> [Excerpt from a dataset]:
=-=-=-=-=

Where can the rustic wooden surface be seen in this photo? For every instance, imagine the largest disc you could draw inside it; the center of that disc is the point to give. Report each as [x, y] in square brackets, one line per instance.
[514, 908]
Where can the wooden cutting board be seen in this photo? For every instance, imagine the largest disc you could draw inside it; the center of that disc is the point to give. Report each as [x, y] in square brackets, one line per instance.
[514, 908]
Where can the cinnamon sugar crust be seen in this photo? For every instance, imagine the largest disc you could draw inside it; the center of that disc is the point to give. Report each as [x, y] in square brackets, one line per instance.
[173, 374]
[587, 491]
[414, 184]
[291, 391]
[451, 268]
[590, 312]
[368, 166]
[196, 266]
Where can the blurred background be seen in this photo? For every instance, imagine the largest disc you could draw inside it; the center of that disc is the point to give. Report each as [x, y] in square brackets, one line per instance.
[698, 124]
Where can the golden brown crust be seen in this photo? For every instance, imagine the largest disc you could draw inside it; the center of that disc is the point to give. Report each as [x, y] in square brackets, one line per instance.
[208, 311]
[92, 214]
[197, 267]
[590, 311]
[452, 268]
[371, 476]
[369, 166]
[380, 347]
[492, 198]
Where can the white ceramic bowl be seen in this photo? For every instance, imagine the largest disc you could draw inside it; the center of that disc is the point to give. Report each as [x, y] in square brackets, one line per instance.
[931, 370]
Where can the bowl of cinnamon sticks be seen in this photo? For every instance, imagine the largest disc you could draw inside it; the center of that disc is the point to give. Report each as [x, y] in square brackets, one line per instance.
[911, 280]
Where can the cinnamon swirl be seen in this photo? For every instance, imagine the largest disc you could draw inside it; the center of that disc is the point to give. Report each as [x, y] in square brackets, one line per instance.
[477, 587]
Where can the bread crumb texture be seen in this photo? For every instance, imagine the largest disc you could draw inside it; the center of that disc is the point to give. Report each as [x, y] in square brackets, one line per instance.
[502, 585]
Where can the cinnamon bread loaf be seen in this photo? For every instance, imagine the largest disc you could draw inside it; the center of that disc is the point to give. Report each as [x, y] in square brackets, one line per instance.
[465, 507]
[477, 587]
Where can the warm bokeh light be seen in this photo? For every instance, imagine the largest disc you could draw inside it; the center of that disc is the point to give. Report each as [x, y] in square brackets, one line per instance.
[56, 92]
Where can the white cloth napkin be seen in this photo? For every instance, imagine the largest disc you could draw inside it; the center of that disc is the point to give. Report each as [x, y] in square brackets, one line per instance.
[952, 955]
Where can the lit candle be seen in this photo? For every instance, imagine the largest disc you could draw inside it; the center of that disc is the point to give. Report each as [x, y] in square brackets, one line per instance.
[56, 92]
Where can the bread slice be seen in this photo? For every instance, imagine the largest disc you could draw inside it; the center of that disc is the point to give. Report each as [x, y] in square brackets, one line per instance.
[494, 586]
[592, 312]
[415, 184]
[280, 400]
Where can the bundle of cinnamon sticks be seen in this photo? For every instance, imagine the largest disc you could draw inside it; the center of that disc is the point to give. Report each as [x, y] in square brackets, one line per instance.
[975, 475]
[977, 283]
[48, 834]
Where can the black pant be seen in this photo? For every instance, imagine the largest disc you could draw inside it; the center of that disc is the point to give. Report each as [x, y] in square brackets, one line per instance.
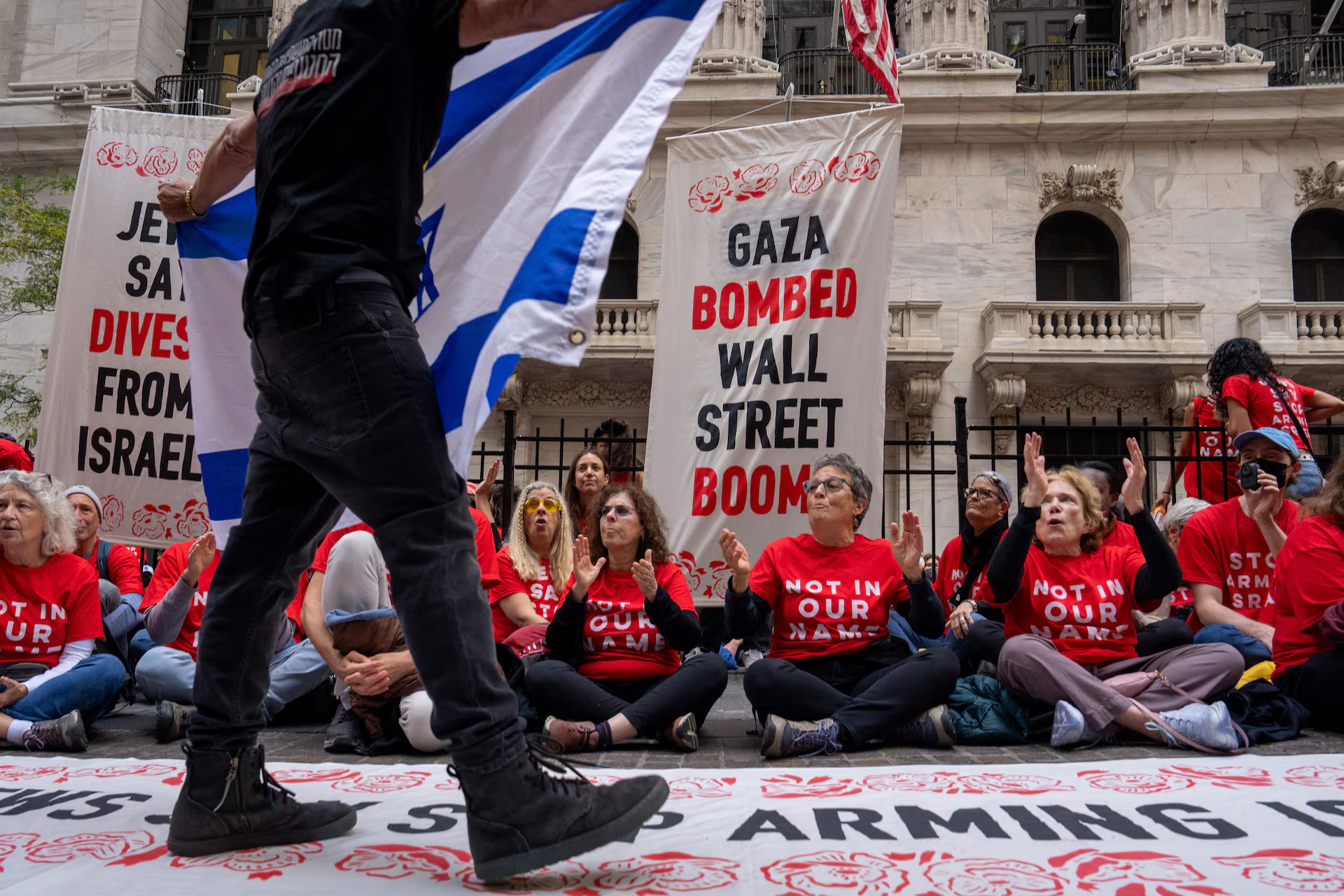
[350, 416]
[987, 637]
[867, 692]
[1316, 684]
[558, 690]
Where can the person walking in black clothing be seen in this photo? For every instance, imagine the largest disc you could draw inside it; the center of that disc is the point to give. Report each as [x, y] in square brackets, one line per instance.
[349, 416]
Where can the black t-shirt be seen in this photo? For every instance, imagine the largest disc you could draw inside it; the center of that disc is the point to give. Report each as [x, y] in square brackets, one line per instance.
[349, 113]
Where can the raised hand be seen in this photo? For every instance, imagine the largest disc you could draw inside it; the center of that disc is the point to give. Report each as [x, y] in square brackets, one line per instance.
[1136, 473]
[907, 546]
[585, 571]
[1035, 466]
[739, 562]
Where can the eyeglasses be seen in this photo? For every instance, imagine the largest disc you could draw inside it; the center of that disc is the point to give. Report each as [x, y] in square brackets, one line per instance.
[832, 485]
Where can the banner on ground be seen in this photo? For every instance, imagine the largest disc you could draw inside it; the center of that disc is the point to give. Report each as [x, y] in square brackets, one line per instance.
[1177, 827]
[772, 327]
[116, 400]
[543, 139]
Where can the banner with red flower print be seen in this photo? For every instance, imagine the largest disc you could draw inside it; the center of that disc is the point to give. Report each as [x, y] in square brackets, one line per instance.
[772, 327]
[1180, 827]
[116, 402]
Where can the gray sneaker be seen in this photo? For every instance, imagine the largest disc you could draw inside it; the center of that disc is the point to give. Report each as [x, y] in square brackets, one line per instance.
[65, 732]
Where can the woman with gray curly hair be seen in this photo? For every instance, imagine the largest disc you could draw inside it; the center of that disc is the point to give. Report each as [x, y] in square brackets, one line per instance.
[52, 682]
[835, 678]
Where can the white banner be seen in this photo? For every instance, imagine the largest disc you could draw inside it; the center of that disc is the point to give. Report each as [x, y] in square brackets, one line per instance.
[116, 403]
[1177, 827]
[772, 327]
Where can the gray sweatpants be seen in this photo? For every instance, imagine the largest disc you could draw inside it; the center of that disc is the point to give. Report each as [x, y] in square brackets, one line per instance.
[1031, 668]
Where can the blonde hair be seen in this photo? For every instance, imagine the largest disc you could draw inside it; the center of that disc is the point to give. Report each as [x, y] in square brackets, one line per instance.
[1091, 503]
[526, 562]
[58, 517]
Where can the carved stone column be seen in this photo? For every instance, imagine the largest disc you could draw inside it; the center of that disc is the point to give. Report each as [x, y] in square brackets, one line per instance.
[948, 49]
[1179, 45]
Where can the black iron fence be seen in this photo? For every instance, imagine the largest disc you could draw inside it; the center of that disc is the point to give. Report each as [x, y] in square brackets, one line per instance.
[1049, 67]
[1306, 59]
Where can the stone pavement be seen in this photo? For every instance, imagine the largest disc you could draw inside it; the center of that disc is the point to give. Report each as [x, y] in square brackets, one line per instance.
[724, 743]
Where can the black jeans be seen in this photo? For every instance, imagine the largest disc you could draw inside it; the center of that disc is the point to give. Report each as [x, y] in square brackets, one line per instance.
[349, 416]
[1316, 685]
[869, 692]
[558, 690]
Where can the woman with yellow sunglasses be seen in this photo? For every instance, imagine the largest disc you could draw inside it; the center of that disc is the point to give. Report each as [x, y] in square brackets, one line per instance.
[537, 556]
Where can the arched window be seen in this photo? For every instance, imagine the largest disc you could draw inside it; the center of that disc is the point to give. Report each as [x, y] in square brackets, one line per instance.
[1319, 257]
[622, 270]
[1077, 260]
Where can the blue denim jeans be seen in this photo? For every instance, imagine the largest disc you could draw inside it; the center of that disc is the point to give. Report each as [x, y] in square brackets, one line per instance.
[90, 687]
[901, 628]
[167, 673]
[1252, 649]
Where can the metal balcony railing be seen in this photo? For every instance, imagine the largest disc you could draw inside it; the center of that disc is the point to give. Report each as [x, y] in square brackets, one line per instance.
[200, 93]
[1049, 67]
[1306, 59]
[825, 73]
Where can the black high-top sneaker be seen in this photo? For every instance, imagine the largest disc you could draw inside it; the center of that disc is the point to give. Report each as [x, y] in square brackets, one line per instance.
[230, 801]
[523, 817]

=-=-=-=-=

Take the listing above and print it exactly, apart from the pictures.

> [Exercise result]:
Where can the rustic wooden surface be seen in this photo? For every instance, imagine the largest disc you could draw inside it; the center of that disc is the point to give. Report each as [x, y] in square brackets, one line per instance.
[514, 908]
Where can the wooden cutting board be seen in this photo? For every instance, imagine the largest disc you could draw inside it; the center of that disc is the point to give. Report each as [x, y] in square brackets, one line per instance.
[514, 908]
Where can the cinnamon sugar crust be seen in this photo? For every instance, imagine the largest disc you could draw inside it; the center of that disc is the point to give. Report each as [x, y] in square brackets, one line per instance.
[173, 374]
[587, 491]
[414, 184]
[291, 391]
[451, 268]
[590, 312]
[368, 166]
[196, 266]
Where can the blurred background be seen in this photo? For every instance, imagine the largest disc you could draw inside it; the center of that disc is the point to give. Report each as [x, y] in square brackets, one line per instance.
[698, 124]
Where can the golden brown crust be seen in this photo? For every instance, imagine the largest disc you could draw inside it; the center of that disc is the point to give. Report each as [x, y] in square brackets, one line per instance.
[208, 311]
[92, 214]
[197, 267]
[590, 311]
[452, 268]
[371, 476]
[369, 166]
[380, 347]
[492, 198]
Where can the white ceramic bowl be seen in this photo? For every instance, imagine the largest disc you could draw inside it; the center of that disc is the point to give. Report each as [x, y] in square brackets, one line per instance.
[931, 370]
Where can the bowl of cinnamon sticks be seen in this photo? For every instance, imagine the largest disc you could draw inside it; the center of that disc is the point to give. Report each as [x, y] in square brackets, one line per instance.
[911, 280]
Where can the cinnamon swirl be seen in this photo? For every instance, imagine the largest disc you could draw inside it; the center of that disc is the point to give. Report each as [x, y] in square brackets, one line per instance.
[477, 587]
Where can the bread crumb texture be seen in this photo? For every instance, imagine the largest disc you could draw inside it; the center of that disc is the point to give. Report each as [x, y] in square brackets, one line per instance.
[502, 585]
Where can the cinnamon bread loaf be seen in this photo? For every instance, imagine the largest disc you could draw inside it; the center of that disc is the point to give. Report each as [x, y] in square brackets, one line per instance.
[465, 507]
[477, 587]
Where can the warm bokeh light be seen in this photo? For every instance, imagine the largest disc you could draw inside it; the center of that disc is the point to give. Report each as [x, y] in square brackets, one line per instance.
[56, 92]
Where can the white cloth napkin be seen in this photo? For every instance, imagine the largest disc you could draw inside it; the center of that disc is the point to give. Report each as [x, y] in square brackets, one line per instance.
[952, 955]
Where can the lit candle be seen in this photo? For every instance, imagine the largest disc you could draw inside it; the center of that disc is the point to give. Report each as [x, y] in square brackets, one line per instance.
[56, 92]
Where can the bread slice be seen in this photo? For every instance, imagine the largest disc you could draw inside it; the center of that disc is the point to give. Report each as [x, y] in square brackets, one line per instance.
[494, 586]
[592, 312]
[415, 184]
[280, 400]
Where can the bundle of cinnamon sticks be seen in this photo? For every instance, imagine the largest disc you could draw inside it; the center of that disc is the point to give. Report each as [x, y] in square brackets, one line per instance.
[975, 475]
[977, 283]
[48, 834]
Where can the black pant be seen in this photo? For every instance, imagine the largest disc you could draw inside it; the center of that disc is the point to give. Report each as [x, y] in square brackets, one line per instance.
[350, 416]
[987, 637]
[867, 692]
[1316, 684]
[558, 690]
Where can the person walking in black clothing be seen in this photo? For every instance, imagine the largest disc you could draw inside it; the center of that disc is the point to give. Report each as [x, y] in square brackets, one line per instance.
[349, 416]
Where can the black t-shirt be seen in this photo? For every instance, imagine the largest disc you could draw inside it; the center of that disc is the point to give. Report each as [x, y] in square brackets, one line per instance.
[349, 113]
Where can the raised hand be seen in this photo? For every instance, imagine the largest disc you could draw inside it; the center of that disc is the point to give. Report each as [x, y] in square brackets, one line per instance.
[1136, 473]
[907, 546]
[585, 571]
[1035, 466]
[739, 562]
Where can the eyeglasses be seen in this photo? For every instance, imagine the largest disc you could draw inside it; the center of that disc is the point to give. Report each as [x, y] in square brackets, one line per instance.
[832, 485]
Where can the banner on ground be seen in this photo? For every instance, imagine the largest disc you could draw inside it; the center of that disc is the point to give. Report each as [x, y] in square brackets, one line per instance.
[1177, 827]
[772, 327]
[116, 400]
[543, 139]
Where can the banner with red flower print be seen in this photo? For every instance, imagine the largest disc you could draw inside it; the center of that disc is the point to give. Report each as [x, y] in square brackets, one line per instance.
[772, 327]
[1180, 827]
[116, 402]
Where can the gray sneaker be seen in this photo? For every instance, imagine the largest disc you could draw inside it; the center of that disc is the point to give. Report each as [x, y] in square brackets, one line per instance.
[65, 732]
Where can the woman with gray curly hair be seen in this photo? For every instance, imagine the largest disc you could draw inside it; the center of that disc is the point to give. Report each as [x, y] in square brackets, one line per instance.
[52, 682]
[835, 678]
Where can the white banner be seen in this photo? For every instance, imagine the largest disc you could draw inside it; the center of that disc is the point to give. Report each as [x, y] in square brackets, one line per instance.
[116, 403]
[1177, 827]
[772, 327]
Where can the gray sweatpants be seen in this photo? For every instance, imagine the largest disc you could draw inside it; the center of that disc is the point to give. Report each as [x, y] in square brackets, one line per instance.
[1031, 668]
Where can the blonde hair be seen in this photo? For every instance, imagine the largest disc you could draw inside it; the center of that disc is the point to give. Report each as [x, y] in square brackets, one line per instance.
[1091, 503]
[526, 562]
[58, 517]
Where can the carved stone column be seen in this photo? For every instance, imagine the largest disc you could draw inside it; the center of that disc is the point to give. Report each as [x, y] in square brackets, one line per instance.
[948, 49]
[1179, 45]
Where can the black iron fence be seen in this photo? For every instance, imagine the largest disc you could draw inside it; the center of that disc is the point to give. Report each as [x, y] in square brackets, one line per instance.
[1049, 67]
[1306, 59]
Where can the stone pavement be seen in this photo? For every instance, imagine the largest disc you could draw inside it; the center of that disc is the point to give. Report each as [x, y] in square brackets, one line per instance.
[724, 743]
Where can the black jeans be seen in this photo? For every instance, imagine the largest disc you could draw inside it; the center of that disc is the point to give. Report each as [x, y] in square brackets, one line per instance.
[349, 416]
[1316, 685]
[869, 692]
[558, 690]
Where can the woman with yellow sunglasses be seen in this photo? For every instance, imagine the largest disc you could draw inside it; the center of that disc is the point to give. Report each as [x, y] in square brackets, one line per instance.
[537, 556]
Where can the arched window be seen in this photo? For every instance, imagine the largest disc you could draw inside it; the center of that disc is the point to give. Report each as [x, y] in square brackets, one line per instance.
[1319, 257]
[622, 270]
[1077, 260]
Where can the blue denim jeans be seen in this photo? For every instance, imagine the largest disc you could draw inside it; the center of that disc is the point to give. Report each as [x, y] in square brackets, one line per instance.
[90, 687]
[901, 628]
[167, 673]
[1252, 649]
Where can the metal balcony railing be seen in this photo? For every instance, imagine the largest disc you could draw inside it; the center of that disc is the point to give. Report each as [x, y] in square brackets, one line per instance.
[200, 93]
[1049, 67]
[1306, 59]
[825, 73]
Where can the black high-top sneaker be seen in this photo? For every instance, imagine the largest disc you could draw inside it; the center of that disc is the point to give. Report each as [x, y] in square brackets, one line per instance.
[230, 801]
[523, 817]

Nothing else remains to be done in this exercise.